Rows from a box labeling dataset
— Begin —
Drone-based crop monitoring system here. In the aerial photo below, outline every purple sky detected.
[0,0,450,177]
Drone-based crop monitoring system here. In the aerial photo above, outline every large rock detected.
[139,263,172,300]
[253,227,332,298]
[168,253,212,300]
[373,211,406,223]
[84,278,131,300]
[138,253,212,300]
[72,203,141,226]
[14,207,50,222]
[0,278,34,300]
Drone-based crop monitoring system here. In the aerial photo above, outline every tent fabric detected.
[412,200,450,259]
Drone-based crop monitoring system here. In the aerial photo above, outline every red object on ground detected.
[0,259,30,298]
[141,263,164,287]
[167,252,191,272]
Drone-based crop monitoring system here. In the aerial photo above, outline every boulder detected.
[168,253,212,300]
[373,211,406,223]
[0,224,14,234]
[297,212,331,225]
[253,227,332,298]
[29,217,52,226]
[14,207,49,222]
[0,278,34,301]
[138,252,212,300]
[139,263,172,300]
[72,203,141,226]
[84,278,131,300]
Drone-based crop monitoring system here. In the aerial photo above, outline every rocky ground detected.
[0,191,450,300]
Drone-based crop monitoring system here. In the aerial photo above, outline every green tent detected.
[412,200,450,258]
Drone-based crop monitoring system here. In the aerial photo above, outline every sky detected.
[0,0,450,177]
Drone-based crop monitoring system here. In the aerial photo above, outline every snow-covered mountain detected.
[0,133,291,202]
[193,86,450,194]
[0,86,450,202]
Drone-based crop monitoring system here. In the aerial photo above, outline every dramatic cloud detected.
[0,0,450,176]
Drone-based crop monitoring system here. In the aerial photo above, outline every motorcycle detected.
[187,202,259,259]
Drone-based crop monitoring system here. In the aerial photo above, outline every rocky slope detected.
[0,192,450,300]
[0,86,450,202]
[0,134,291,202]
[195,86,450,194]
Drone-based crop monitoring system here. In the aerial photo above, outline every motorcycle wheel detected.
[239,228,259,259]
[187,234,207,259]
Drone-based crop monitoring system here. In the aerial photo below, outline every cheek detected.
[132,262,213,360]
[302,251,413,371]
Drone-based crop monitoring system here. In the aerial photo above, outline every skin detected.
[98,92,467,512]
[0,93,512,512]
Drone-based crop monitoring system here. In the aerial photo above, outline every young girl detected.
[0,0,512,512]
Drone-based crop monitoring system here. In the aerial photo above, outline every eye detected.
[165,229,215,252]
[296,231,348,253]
— End —
▶ **Set exercise**: Please copy the records above word for word, starting with the line that contains "rocky ground detected." and continuing through the line that contains "[187,234,207,259]".

▶ **Result for this task**:
Drone-based crop monitoring system here. In the aerial photo above, outline every rocky ground detected.
[0,191,450,300]
Drone-based crop monitoring system here. In the aerial photo above, outline every green tent detected.
[412,200,450,258]
Drone-based crop monitoring system here. In the aerial photo above, outline every sky detected.
[0,0,450,177]
Drone-based crop monitoring system here. In the aerial photo above, outline every snow-covered mountain detected.
[0,133,291,202]
[193,86,450,194]
[0,86,450,202]
Drone-based crop monitoring system here. In the aerial photo above, outline every dramatic cloud detected.
[0,0,450,176]
Drone-based crop monitoring system here. In the aerial photo above, outline every motorcycle detected.
[187,202,259,259]
Drone-based crop monitoring system here. In the aerial photo above, outline every rocky slope detected.
[0,192,450,300]
[0,86,450,202]
[0,134,291,202]
[195,86,450,194]
Drone-based crop monitoring system here. In the aerial photo above, outline every motorcycle wheel detected.
[239,228,259,259]
[187,234,207,259]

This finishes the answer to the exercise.